Lines with the word "scarf": copy all of them from the entries below.

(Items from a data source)
# # # # # # #
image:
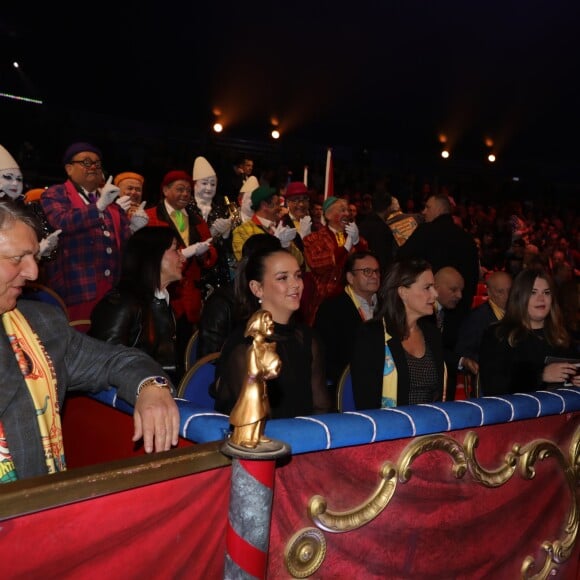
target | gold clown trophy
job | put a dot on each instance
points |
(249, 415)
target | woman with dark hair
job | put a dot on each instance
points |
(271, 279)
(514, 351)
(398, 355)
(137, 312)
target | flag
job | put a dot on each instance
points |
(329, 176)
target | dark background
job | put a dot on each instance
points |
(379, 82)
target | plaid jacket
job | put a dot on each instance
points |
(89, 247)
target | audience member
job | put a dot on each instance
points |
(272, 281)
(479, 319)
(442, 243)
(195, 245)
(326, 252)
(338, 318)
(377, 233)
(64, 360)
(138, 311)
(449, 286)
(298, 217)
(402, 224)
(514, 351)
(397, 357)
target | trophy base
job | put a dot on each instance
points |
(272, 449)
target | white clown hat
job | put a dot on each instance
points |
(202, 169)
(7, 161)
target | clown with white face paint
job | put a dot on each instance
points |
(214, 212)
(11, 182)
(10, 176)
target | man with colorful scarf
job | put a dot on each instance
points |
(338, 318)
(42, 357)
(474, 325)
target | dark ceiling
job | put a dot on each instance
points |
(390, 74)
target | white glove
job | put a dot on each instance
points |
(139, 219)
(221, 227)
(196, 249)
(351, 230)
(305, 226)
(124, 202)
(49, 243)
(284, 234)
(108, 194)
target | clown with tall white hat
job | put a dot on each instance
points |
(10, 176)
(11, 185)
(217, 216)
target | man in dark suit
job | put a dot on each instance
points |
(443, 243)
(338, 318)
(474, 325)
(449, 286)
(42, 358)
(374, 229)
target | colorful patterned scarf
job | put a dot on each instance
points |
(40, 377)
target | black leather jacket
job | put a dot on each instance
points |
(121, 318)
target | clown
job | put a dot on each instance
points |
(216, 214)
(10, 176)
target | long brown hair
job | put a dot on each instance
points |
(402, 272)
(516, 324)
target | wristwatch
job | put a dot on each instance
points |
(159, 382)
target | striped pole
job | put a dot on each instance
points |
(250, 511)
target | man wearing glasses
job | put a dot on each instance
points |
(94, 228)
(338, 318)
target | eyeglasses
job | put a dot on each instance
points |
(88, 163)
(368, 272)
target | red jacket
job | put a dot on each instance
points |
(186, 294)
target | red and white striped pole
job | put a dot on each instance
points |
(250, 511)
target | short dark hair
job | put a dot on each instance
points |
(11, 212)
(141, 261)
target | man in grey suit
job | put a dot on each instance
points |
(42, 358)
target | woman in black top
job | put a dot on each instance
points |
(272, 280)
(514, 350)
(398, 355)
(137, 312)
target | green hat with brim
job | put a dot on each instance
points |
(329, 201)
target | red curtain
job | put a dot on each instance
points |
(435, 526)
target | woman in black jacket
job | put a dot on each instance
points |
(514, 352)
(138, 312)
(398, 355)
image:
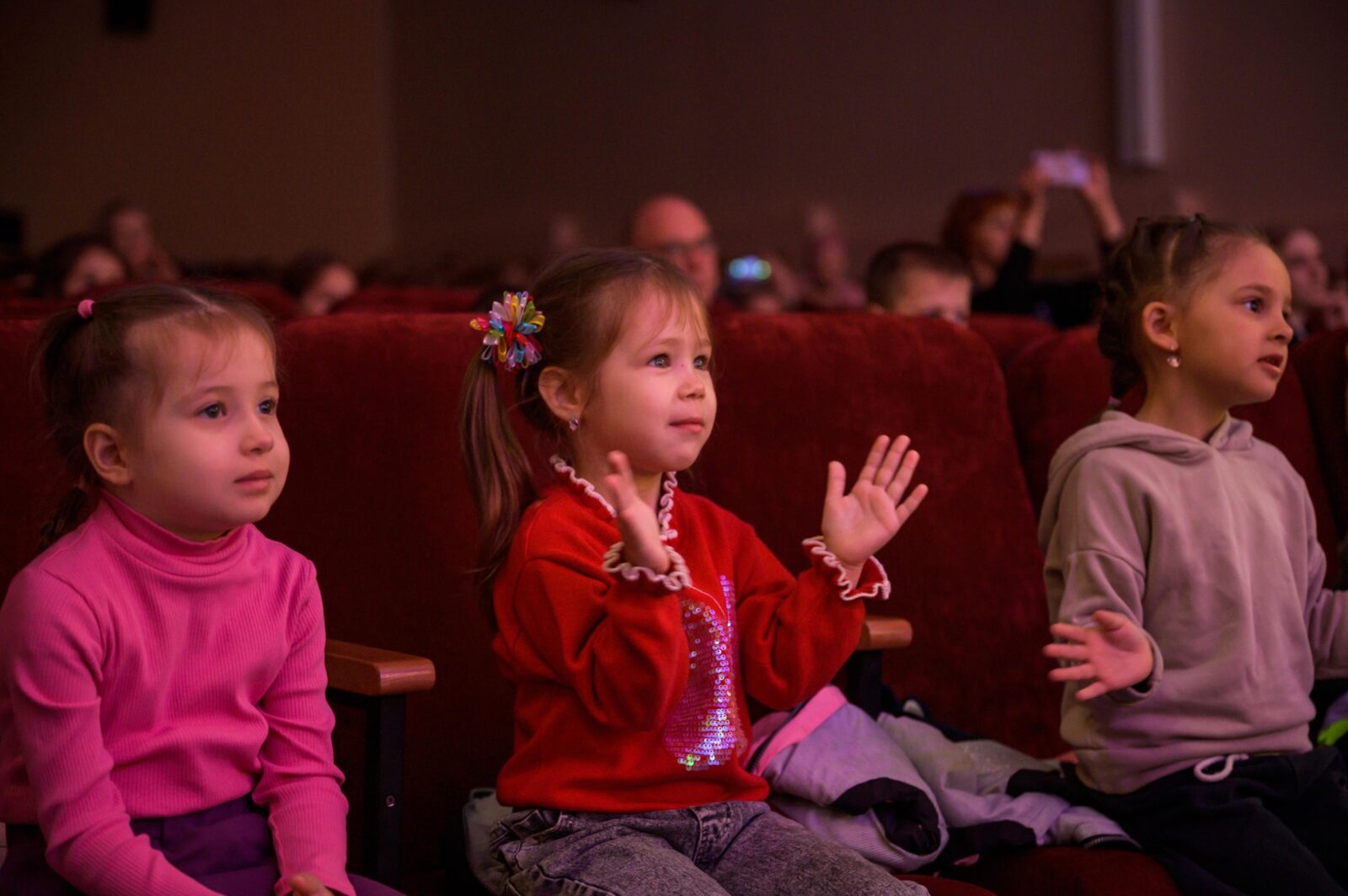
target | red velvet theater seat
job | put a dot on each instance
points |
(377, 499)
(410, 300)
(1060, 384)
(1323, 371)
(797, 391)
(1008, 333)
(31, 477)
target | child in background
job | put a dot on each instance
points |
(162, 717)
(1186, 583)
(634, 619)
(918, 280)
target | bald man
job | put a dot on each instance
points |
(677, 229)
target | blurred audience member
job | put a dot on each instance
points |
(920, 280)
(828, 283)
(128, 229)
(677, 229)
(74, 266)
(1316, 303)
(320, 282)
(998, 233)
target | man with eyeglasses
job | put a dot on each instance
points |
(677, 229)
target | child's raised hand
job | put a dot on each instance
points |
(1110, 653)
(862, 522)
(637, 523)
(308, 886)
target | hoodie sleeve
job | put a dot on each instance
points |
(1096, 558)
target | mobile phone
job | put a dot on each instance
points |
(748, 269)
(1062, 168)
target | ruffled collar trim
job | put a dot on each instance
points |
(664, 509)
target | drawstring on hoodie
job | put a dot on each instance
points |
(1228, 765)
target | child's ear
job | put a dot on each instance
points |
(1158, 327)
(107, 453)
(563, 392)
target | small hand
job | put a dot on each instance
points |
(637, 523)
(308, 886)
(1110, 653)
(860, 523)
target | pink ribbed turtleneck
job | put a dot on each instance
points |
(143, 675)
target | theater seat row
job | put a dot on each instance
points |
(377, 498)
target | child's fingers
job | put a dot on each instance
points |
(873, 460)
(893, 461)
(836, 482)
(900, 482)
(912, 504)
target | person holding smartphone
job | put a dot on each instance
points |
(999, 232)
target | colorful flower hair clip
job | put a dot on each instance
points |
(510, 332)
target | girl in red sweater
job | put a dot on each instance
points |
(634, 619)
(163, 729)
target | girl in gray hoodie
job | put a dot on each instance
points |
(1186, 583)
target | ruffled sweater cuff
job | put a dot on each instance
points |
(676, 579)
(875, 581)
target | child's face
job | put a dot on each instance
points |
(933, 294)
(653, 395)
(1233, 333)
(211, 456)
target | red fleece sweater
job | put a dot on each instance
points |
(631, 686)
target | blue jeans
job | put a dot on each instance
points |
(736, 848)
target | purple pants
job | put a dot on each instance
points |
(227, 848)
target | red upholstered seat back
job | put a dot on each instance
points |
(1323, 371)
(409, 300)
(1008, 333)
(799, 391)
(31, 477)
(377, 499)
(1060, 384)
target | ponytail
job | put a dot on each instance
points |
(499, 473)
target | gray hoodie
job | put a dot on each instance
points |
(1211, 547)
# # # # # # #
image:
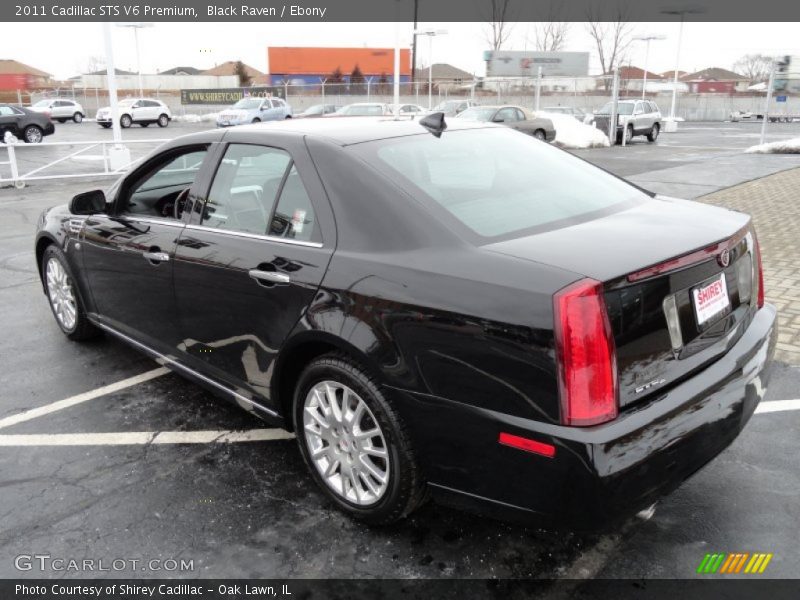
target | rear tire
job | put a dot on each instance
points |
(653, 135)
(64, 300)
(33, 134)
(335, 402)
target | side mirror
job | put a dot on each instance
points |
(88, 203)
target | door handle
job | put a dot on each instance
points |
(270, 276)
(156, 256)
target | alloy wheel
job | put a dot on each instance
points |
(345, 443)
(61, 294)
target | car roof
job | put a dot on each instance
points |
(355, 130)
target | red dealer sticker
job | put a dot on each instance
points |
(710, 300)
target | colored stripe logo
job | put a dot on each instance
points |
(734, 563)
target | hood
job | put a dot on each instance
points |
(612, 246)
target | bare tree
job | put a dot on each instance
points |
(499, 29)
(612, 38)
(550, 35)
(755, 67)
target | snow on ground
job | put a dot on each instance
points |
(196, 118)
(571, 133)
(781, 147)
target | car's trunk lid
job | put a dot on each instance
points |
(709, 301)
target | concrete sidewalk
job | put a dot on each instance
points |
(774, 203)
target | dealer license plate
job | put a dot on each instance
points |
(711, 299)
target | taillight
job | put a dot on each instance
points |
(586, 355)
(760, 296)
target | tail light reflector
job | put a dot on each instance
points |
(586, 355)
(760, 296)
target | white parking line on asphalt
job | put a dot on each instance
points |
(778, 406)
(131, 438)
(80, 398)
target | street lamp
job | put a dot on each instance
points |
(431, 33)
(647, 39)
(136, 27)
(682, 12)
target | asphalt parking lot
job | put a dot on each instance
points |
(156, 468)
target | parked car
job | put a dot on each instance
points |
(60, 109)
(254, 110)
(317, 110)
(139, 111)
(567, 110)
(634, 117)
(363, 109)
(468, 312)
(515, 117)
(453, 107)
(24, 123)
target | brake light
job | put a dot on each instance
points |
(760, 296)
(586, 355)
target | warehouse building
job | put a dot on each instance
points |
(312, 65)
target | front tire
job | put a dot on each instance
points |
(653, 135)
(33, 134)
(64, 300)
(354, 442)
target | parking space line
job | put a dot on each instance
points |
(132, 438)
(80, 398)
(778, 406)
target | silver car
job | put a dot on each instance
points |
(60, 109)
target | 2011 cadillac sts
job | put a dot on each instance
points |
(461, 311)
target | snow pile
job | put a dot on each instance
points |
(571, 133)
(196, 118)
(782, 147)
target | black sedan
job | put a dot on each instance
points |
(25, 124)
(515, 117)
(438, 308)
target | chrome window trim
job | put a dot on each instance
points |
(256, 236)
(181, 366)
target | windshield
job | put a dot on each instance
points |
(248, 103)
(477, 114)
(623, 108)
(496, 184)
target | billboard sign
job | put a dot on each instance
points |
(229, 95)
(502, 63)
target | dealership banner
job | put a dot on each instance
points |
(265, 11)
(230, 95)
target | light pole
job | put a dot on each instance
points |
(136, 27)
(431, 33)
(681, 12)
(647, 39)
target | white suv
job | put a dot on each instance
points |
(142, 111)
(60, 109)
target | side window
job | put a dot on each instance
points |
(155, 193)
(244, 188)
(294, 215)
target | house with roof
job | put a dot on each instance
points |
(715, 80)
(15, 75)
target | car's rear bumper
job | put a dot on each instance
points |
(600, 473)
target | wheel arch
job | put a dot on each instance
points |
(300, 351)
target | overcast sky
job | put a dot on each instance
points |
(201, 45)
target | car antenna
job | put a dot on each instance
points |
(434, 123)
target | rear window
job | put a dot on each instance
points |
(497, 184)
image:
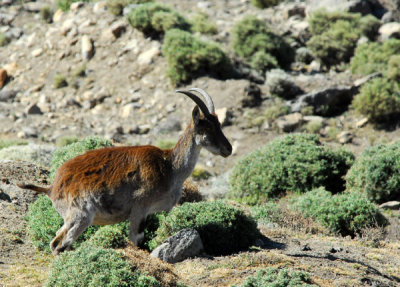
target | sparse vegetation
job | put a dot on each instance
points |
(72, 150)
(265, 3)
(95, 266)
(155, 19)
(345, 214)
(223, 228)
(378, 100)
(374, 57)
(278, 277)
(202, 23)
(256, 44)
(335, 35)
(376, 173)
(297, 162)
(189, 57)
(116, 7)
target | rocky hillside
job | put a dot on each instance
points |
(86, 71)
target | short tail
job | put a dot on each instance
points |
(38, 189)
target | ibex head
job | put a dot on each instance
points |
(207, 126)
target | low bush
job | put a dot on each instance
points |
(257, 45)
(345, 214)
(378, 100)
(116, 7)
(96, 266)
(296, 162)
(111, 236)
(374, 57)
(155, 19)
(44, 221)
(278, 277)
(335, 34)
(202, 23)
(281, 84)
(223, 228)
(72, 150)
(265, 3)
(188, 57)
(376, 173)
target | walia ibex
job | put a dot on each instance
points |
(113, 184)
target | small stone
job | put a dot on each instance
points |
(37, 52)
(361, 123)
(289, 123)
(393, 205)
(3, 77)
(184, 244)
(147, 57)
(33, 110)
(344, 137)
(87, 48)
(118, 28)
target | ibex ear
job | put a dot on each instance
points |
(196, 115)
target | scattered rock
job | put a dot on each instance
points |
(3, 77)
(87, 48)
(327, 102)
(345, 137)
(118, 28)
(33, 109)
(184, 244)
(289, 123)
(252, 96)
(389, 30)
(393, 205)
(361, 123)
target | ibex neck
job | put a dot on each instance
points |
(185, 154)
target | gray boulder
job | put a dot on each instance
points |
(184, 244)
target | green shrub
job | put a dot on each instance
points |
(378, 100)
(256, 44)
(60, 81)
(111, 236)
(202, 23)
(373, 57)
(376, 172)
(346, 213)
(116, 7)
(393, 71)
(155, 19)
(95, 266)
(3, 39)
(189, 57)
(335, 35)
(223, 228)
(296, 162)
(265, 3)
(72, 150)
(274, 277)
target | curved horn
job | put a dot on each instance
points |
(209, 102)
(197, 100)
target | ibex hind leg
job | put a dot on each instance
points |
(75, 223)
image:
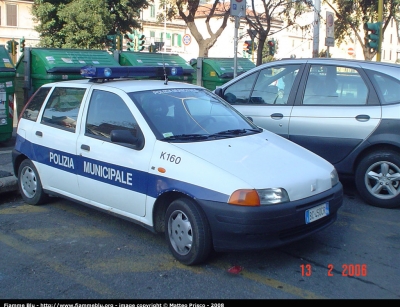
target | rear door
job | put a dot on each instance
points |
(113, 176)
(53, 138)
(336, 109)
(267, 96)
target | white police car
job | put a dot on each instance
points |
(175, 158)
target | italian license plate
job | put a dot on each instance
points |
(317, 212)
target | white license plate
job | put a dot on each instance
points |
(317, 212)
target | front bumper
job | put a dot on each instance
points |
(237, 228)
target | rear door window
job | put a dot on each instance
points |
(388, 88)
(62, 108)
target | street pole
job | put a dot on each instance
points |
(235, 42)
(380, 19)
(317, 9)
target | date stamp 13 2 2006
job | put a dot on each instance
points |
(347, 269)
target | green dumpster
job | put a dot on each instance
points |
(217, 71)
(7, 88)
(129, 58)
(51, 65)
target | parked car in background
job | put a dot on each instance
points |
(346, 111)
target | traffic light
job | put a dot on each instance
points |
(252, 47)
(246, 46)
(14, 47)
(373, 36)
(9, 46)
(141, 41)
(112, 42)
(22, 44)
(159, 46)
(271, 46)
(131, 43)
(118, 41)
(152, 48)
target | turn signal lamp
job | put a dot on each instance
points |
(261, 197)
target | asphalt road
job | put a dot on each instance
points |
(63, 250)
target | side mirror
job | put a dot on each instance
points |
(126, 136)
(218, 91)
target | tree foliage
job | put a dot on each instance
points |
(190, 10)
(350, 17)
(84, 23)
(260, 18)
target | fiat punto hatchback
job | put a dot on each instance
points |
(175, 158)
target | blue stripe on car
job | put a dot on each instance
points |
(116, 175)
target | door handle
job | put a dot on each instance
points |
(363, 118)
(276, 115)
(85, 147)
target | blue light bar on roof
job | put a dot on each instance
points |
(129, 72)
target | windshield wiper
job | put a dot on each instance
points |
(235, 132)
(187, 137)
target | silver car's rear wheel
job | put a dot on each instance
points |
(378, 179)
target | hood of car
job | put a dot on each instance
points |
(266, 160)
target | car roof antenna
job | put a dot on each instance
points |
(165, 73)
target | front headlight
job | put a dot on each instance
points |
# # # # # # #
▶ OUTPUT BELOW
target | man with colorful scarf
target | colorful patterned scarf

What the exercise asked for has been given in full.